WORK ORDER: From the first line to the last, transcribe the data exactly.

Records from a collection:
'''
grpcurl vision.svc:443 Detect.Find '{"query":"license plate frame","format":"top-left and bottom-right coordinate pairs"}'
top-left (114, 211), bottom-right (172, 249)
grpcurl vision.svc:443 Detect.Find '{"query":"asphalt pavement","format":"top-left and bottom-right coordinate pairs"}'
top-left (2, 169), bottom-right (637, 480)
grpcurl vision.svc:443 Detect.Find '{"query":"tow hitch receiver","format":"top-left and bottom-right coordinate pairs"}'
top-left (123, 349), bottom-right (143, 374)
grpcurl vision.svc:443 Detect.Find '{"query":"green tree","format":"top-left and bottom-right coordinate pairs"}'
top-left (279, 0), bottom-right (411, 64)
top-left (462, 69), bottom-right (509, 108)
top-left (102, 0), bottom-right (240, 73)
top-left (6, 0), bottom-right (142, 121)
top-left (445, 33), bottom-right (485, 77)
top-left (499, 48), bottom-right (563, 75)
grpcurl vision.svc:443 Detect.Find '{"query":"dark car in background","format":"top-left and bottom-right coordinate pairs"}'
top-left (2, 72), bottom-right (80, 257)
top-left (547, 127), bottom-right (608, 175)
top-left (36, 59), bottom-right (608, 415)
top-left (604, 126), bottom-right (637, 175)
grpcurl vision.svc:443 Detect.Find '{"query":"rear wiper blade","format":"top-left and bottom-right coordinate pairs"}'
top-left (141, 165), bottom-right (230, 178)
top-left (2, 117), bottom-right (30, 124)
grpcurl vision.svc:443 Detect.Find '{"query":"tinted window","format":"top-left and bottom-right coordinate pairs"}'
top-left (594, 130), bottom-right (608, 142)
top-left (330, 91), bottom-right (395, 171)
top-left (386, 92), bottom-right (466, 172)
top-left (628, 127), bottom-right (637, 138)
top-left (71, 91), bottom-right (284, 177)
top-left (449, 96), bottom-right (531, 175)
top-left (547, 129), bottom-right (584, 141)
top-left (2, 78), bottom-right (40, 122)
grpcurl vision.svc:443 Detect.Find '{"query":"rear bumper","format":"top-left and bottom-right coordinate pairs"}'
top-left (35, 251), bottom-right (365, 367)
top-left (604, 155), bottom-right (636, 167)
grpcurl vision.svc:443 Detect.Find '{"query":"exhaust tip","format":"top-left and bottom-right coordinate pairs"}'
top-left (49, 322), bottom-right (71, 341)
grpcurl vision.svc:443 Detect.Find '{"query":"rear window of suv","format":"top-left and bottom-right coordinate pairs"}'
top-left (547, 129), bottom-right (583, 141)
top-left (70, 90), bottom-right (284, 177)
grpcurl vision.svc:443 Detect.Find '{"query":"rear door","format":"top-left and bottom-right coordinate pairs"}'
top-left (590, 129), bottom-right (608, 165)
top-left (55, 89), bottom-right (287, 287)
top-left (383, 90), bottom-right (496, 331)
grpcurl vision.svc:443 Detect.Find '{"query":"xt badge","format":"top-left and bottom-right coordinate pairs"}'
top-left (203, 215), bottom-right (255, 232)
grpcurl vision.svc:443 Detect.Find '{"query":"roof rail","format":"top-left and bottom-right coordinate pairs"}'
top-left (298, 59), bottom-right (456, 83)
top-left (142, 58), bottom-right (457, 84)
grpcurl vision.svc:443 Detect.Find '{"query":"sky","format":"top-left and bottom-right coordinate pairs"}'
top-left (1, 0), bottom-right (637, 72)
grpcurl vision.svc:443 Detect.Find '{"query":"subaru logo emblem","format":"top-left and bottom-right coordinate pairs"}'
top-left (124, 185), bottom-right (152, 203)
'''
ANSWER SPACE:
grpcurl vision.svc:443 Detect.Find '{"query":"license plate frame","format":"top-left and bottom-right coordinate pairs"}'
top-left (114, 211), bottom-right (172, 249)
grpcurl vision.svc:443 Detect.Find '{"query":"asphalt pavement","format":"top-left and bottom-right coordinate pairs"}'
top-left (2, 169), bottom-right (637, 480)
grpcurl vision.svc:443 Detect.Find '{"query":"tow hitch receiver","format":"top-left and bottom-right coordinate pairs"}'
top-left (123, 349), bottom-right (143, 374)
grpcurl vision.svc:443 Detect.Find '{"query":"green tree","format":"top-left and bottom-right coordinate pairs"}'
top-left (279, 0), bottom-right (411, 64)
top-left (462, 69), bottom-right (509, 108)
top-left (102, 0), bottom-right (240, 73)
top-left (6, 0), bottom-right (142, 121)
top-left (445, 33), bottom-right (485, 77)
top-left (499, 48), bottom-right (563, 75)
grpcurl vision.svc:443 Detect.Find '{"query":"dark car in background","format":"top-left and bottom-right coordinate pairs"}'
top-left (2, 72), bottom-right (80, 257)
top-left (547, 127), bottom-right (608, 175)
top-left (36, 59), bottom-right (608, 415)
top-left (604, 126), bottom-right (637, 175)
grpcurl vision.svc:443 Detect.Find '{"query":"rear wiper blade","format":"top-left and bottom-right coordinate pairs"}'
top-left (141, 165), bottom-right (230, 178)
top-left (2, 117), bottom-right (30, 124)
grpcurl vision.svc:443 Detect.Find '{"query":"tinted window","format":"top-left and bottom-right coordinate pairs"}'
top-left (594, 130), bottom-right (608, 142)
top-left (330, 91), bottom-right (395, 171)
top-left (386, 92), bottom-right (466, 172)
top-left (628, 127), bottom-right (637, 138)
top-left (71, 91), bottom-right (284, 177)
top-left (449, 96), bottom-right (531, 175)
top-left (547, 129), bottom-right (584, 141)
top-left (2, 78), bottom-right (40, 122)
grpcurl vision.svc:443 Detect.Find '{"query":"rear bumper","format":"top-left and bottom-right coordinate pairs"}'
top-left (35, 251), bottom-right (365, 367)
top-left (604, 155), bottom-right (636, 167)
grpcurl vision.svc:443 Detect.Find '{"query":"exhaust tip","format":"top-left and bottom-right coordinate pairs"}'
top-left (49, 322), bottom-right (71, 341)
grpcurl vision.svc:443 Detect.Find '{"query":"rear window of suv","format":"top-left and bottom-right coordinate pairs"}'
top-left (547, 129), bottom-right (583, 141)
top-left (70, 90), bottom-right (284, 177)
grpcurl vision.svc:443 Detect.Find '{"query":"rear door","format":"top-left and bottom-right coordinate pairs"}'
top-left (590, 129), bottom-right (608, 165)
top-left (55, 89), bottom-right (287, 287)
top-left (383, 90), bottom-right (496, 331)
grpcurl vision.svc:443 Detect.Find '{"query":"xt badge","format":"top-left and bottom-right coordinate pairs"}'
top-left (203, 215), bottom-right (255, 232)
grpcurl vision.svc:443 Detect.Find '{"query":"roof rail","format":"top-left and bottom-right coordinate pairs"}'
top-left (298, 59), bottom-right (456, 83)
top-left (142, 58), bottom-right (457, 84)
grpcurl vision.svc:443 Detect.Find '{"query":"sky","format":"top-left and bottom-right coordinate pairs"}'
top-left (1, 0), bottom-right (637, 72)
grpcurl vision.svc:443 Detect.Find '{"query":"subaru logo emblem","format":"top-left and bottom-right coordinate pairs"}'
top-left (124, 185), bottom-right (152, 203)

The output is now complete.